Find each line below containing the word "window" and copy it.

Data items:
Segment Open

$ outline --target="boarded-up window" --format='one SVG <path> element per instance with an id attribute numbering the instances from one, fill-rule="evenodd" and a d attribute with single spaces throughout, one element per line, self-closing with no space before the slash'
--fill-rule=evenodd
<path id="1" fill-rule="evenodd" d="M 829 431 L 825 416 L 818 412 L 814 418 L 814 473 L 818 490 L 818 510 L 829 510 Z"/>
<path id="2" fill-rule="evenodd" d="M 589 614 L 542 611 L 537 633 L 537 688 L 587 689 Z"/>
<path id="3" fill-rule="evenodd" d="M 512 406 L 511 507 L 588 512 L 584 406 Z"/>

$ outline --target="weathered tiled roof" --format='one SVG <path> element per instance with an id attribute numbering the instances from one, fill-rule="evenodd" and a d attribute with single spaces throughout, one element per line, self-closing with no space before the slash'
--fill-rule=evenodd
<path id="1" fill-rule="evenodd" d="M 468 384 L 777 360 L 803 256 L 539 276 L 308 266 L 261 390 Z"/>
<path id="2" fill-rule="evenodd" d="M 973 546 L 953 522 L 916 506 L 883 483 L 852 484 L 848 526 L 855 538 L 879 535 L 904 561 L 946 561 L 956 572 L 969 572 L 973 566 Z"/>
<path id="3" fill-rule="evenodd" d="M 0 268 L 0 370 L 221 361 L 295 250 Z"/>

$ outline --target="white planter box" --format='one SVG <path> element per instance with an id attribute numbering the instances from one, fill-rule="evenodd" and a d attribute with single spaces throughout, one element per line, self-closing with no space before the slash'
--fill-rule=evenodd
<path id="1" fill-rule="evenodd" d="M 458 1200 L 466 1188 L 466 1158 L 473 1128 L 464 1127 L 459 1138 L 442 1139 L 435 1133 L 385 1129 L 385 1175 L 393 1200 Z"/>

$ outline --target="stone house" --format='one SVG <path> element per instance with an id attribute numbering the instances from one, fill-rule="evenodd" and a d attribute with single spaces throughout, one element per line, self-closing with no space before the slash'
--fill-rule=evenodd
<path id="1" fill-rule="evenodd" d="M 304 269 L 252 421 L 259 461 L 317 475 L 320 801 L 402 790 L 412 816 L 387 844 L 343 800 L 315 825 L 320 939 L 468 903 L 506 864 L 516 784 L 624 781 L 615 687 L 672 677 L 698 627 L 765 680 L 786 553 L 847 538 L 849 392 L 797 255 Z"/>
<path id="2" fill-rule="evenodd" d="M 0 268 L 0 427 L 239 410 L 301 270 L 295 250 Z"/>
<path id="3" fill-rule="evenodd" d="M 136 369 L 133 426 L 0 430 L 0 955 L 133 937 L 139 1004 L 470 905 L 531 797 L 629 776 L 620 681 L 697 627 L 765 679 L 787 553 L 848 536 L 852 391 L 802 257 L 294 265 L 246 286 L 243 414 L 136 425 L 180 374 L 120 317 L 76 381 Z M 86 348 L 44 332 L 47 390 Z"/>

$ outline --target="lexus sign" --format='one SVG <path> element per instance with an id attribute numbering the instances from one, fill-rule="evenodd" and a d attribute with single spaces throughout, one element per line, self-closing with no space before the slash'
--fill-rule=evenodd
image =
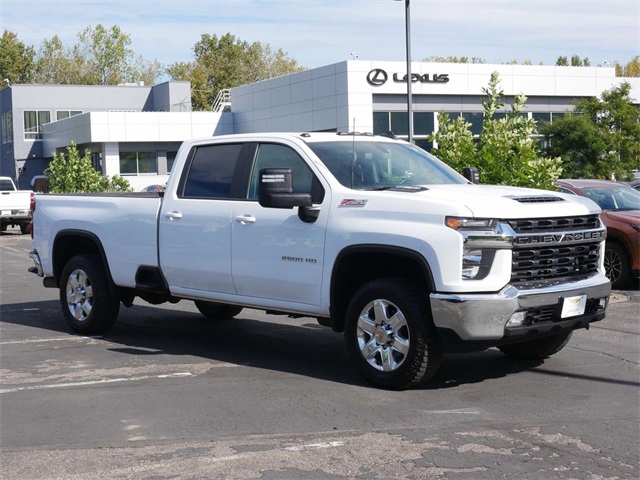
<path id="1" fill-rule="evenodd" d="M 401 76 L 399 73 L 394 73 L 392 78 L 396 83 L 407 82 L 406 74 Z M 389 75 L 381 68 L 374 68 L 367 74 L 367 82 L 369 85 L 373 85 L 374 87 L 384 85 L 387 83 L 387 80 L 389 80 Z M 411 83 L 447 83 L 448 81 L 448 73 L 425 73 L 423 75 L 420 75 L 419 73 L 411 74 Z"/>

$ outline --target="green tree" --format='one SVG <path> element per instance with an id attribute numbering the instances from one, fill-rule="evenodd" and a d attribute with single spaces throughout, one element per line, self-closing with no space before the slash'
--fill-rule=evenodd
<path id="1" fill-rule="evenodd" d="M 210 110 L 224 88 L 267 80 L 303 70 L 282 49 L 261 42 L 248 43 L 227 33 L 204 34 L 194 46 L 193 62 L 174 63 L 167 68 L 172 80 L 189 80 L 194 110 Z"/>
<path id="2" fill-rule="evenodd" d="M 0 88 L 5 79 L 12 83 L 30 83 L 35 64 L 35 50 L 18 40 L 18 36 L 5 30 L 0 38 Z"/>
<path id="3" fill-rule="evenodd" d="M 431 62 L 431 63 L 487 63 L 483 58 L 478 57 L 438 57 L 432 56 L 422 59 L 423 62 Z"/>
<path id="4" fill-rule="evenodd" d="M 83 59 L 65 47 L 54 35 L 40 45 L 35 67 L 35 81 L 43 84 L 78 85 L 83 83 Z"/>
<path id="5" fill-rule="evenodd" d="M 640 77 L 640 56 L 636 55 L 626 65 L 616 62 L 616 77 Z"/>
<path id="6" fill-rule="evenodd" d="M 131 37 L 118 25 L 87 27 L 73 46 L 54 35 L 40 46 L 35 80 L 60 85 L 154 84 L 164 67 L 157 60 L 136 57 L 130 45 Z"/>
<path id="7" fill-rule="evenodd" d="M 114 175 L 112 178 L 100 175 L 91 165 L 91 152 L 85 150 L 80 156 L 78 147 L 71 143 L 64 153 L 54 153 L 53 160 L 44 171 L 49 180 L 50 193 L 94 193 L 131 192 L 129 182 Z"/>
<path id="8" fill-rule="evenodd" d="M 527 97 L 516 95 L 510 110 L 499 118 L 496 114 L 505 103 L 497 72 L 483 93 L 484 119 L 478 142 L 473 140 L 470 124 L 461 118 L 450 121 L 441 112 L 440 129 L 429 138 L 437 142 L 434 153 L 457 170 L 476 167 L 484 183 L 551 188 L 562 173 L 561 160 L 539 158 L 535 121 L 522 115 Z"/>
<path id="9" fill-rule="evenodd" d="M 562 156 L 567 176 L 622 180 L 640 167 L 640 112 L 630 91 L 625 82 L 601 98 L 576 100 L 573 112 L 543 125 L 546 153 Z"/>

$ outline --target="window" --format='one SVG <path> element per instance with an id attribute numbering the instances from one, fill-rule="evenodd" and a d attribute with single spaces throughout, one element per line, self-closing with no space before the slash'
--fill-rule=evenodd
<path id="1" fill-rule="evenodd" d="M 156 152 L 120 152 L 120 175 L 158 173 Z"/>
<path id="2" fill-rule="evenodd" d="M 75 117 L 76 115 L 81 115 L 81 110 L 58 110 L 56 112 L 56 120 L 63 120 L 69 117 Z"/>
<path id="3" fill-rule="evenodd" d="M 373 112 L 373 133 L 380 135 L 389 131 L 389 112 Z"/>
<path id="4" fill-rule="evenodd" d="M 482 113 L 463 112 L 461 116 L 471 124 L 471 133 L 473 135 L 480 135 L 482 132 L 482 120 L 484 115 Z"/>
<path id="5" fill-rule="evenodd" d="M 183 197 L 229 198 L 242 143 L 204 145 L 191 153 Z"/>
<path id="6" fill-rule="evenodd" d="M 313 203 L 322 202 L 324 189 L 300 155 L 289 147 L 271 143 L 258 146 L 249 182 L 249 200 L 258 199 L 260 170 L 271 167 L 290 168 L 293 174 L 293 192 L 310 193 Z"/>
<path id="7" fill-rule="evenodd" d="M 176 155 L 178 152 L 167 152 L 167 172 L 171 173 L 171 169 L 173 168 L 173 162 L 176 161 Z"/>
<path id="8" fill-rule="evenodd" d="M 531 118 L 533 118 L 537 122 L 537 124 L 540 125 L 541 122 L 550 122 L 551 114 L 545 112 L 533 112 L 531 114 Z"/>
<path id="9" fill-rule="evenodd" d="M 51 121 L 49 110 L 24 111 L 24 139 L 42 140 L 42 126 Z"/>
<path id="10" fill-rule="evenodd" d="M 391 131 L 396 135 L 409 135 L 407 112 L 391 112 Z"/>
<path id="11" fill-rule="evenodd" d="M 433 133 L 432 112 L 413 113 L 413 133 L 414 135 L 431 135 Z"/>
<path id="12" fill-rule="evenodd" d="M 413 112 L 413 135 L 422 136 L 426 141 L 427 135 L 433 133 L 434 113 Z M 409 135 L 409 116 L 407 112 L 373 112 L 373 133 L 382 135 L 391 130 L 395 135 L 404 137 Z"/>
<path id="13" fill-rule="evenodd" d="M 13 141 L 13 114 L 5 112 L 2 114 L 2 143 Z"/>

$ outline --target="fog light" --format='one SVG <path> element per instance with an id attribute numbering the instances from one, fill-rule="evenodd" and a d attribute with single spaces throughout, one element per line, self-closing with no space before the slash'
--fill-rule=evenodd
<path id="1" fill-rule="evenodd" d="M 607 299 L 606 299 L 606 297 L 600 299 L 600 301 L 598 302 L 598 309 L 602 309 L 602 310 L 606 310 L 607 309 Z"/>
<path id="2" fill-rule="evenodd" d="M 462 254 L 462 279 L 471 280 L 476 278 L 482 264 L 481 249 L 464 249 Z"/>
<path id="3" fill-rule="evenodd" d="M 527 312 L 516 312 L 511 315 L 511 318 L 507 322 L 507 327 L 519 327 L 521 325 L 524 325 L 526 319 Z"/>

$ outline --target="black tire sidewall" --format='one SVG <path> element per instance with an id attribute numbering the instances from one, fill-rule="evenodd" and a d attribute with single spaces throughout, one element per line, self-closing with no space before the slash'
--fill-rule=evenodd
<path id="1" fill-rule="evenodd" d="M 67 282 L 71 273 L 76 270 L 85 272 L 93 293 L 91 313 L 84 321 L 76 320 L 67 304 Z M 111 295 L 107 276 L 98 255 L 77 255 L 69 259 L 60 278 L 60 304 L 67 324 L 78 333 L 101 333 L 113 325 L 118 316 L 120 301 Z"/>

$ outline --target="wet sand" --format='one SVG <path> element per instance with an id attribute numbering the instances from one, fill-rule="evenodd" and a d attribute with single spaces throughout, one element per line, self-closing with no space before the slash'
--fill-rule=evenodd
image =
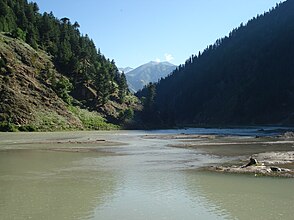
<path id="1" fill-rule="evenodd" d="M 146 139 L 172 139 L 170 147 L 195 149 L 226 158 L 222 164 L 200 170 L 222 173 L 246 173 L 264 176 L 294 177 L 294 138 L 288 136 L 246 137 L 217 135 L 146 135 Z M 250 158 L 256 164 L 246 166 Z"/>
<path id="2" fill-rule="evenodd" d="M 108 141 L 104 139 L 86 140 L 86 141 L 44 141 L 35 142 L 29 144 L 38 145 L 52 145 L 51 147 L 45 147 L 43 150 L 47 151 L 60 151 L 60 152 L 76 152 L 76 153 L 88 153 L 88 152 L 100 152 L 105 153 L 105 148 L 127 145 L 122 142 Z M 109 153 L 109 152 L 107 152 Z"/>
<path id="3" fill-rule="evenodd" d="M 49 133 L 48 133 L 49 134 Z M 54 136 L 54 133 L 50 133 Z M 101 155 L 110 154 L 108 149 L 117 146 L 124 146 L 127 143 L 109 139 L 107 135 L 69 135 L 69 133 L 56 133 L 56 136 L 51 138 L 50 135 L 40 133 L 41 138 L 34 138 L 38 133 L 32 133 L 32 138 L 29 133 L 23 133 L 23 139 L 18 141 L 2 141 L 0 151 L 55 151 L 55 152 L 73 152 L 73 153 L 100 153 Z M 4 134 L 6 135 L 6 134 Z"/>

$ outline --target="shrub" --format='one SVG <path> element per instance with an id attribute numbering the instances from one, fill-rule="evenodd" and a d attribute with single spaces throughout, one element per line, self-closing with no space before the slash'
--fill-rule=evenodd
<path id="1" fill-rule="evenodd" d="M 72 97 L 69 95 L 73 89 L 73 85 L 68 78 L 62 76 L 59 80 L 53 83 L 53 88 L 57 95 L 63 99 L 67 104 L 71 104 Z"/>
<path id="2" fill-rule="evenodd" d="M 88 130 L 113 130 L 119 128 L 116 125 L 107 123 L 97 112 L 90 112 L 86 109 L 80 109 L 74 106 L 69 106 L 68 109 L 80 119 L 83 126 Z"/>
<path id="3" fill-rule="evenodd" d="M 22 125 L 18 128 L 18 130 L 33 132 L 33 131 L 37 131 L 37 128 L 34 125 Z"/>
<path id="4" fill-rule="evenodd" d="M 5 121 L 5 122 L 0 122 L 0 131 L 15 132 L 17 131 L 17 128 L 15 127 L 14 124 Z"/>
<path id="5" fill-rule="evenodd" d="M 16 28 L 16 29 L 14 29 L 13 31 L 12 31 L 12 36 L 14 37 L 14 38 L 18 38 L 18 39 L 20 39 L 20 40 L 23 40 L 23 41 L 25 41 L 26 40 L 26 32 L 24 32 L 22 29 L 20 29 L 20 28 Z"/>

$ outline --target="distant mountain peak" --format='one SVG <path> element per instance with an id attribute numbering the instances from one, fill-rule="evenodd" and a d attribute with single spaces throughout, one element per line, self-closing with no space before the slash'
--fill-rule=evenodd
<path id="1" fill-rule="evenodd" d="M 166 77 L 175 69 L 174 64 L 166 61 L 150 61 L 125 73 L 130 90 L 136 92 L 148 83 L 157 82 L 159 79 Z"/>
<path id="2" fill-rule="evenodd" d="M 146 63 L 146 64 L 153 64 L 153 65 L 163 64 L 163 65 L 175 66 L 174 64 L 172 64 L 172 63 L 170 63 L 168 61 L 162 61 L 162 62 L 150 61 L 149 63 Z"/>
<path id="3" fill-rule="evenodd" d="M 118 68 L 118 70 L 122 73 L 122 72 L 124 72 L 124 73 L 128 73 L 128 72 L 130 72 L 130 71 L 132 71 L 134 68 L 132 68 L 132 67 L 125 67 L 125 68 Z"/>

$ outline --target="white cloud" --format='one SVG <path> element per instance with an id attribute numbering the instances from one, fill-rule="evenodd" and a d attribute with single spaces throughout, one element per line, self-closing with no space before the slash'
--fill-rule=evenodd
<path id="1" fill-rule="evenodd" d="M 156 58 L 155 61 L 156 61 L 157 63 L 160 63 L 160 59 L 159 59 L 159 58 Z"/>
<path id="2" fill-rule="evenodd" d="M 174 59 L 173 55 L 168 54 L 168 53 L 164 54 L 164 57 L 165 57 L 165 61 L 167 61 L 167 62 L 170 62 Z"/>

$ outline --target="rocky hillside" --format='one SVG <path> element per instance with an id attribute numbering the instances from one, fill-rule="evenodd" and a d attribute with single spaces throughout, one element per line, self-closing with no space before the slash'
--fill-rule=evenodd
<path id="1" fill-rule="evenodd" d="M 97 112 L 67 104 L 66 99 L 73 100 L 70 87 L 47 53 L 0 34 L 0 130 L 115 128 Z M 118 118 L 126 106 L 107 103 L 104 108 Z"/>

Segment Closed

#### Task response
$ outline --target="boarded-up window" --format='one SVG <path> element per instance with an id attribute numbering the instances from one, fill-rule="evenodd" and a d attribute with single spaces throughout, one element per line, self-closing with no space before the slash'
$ outline --target="window" --format='one SVG <path> element per instance with an id attribute numbering the instances from one, fill-rule="evenodd" and a d attribute with single spaces throughout, one element per line, self-closing with no space before the slash'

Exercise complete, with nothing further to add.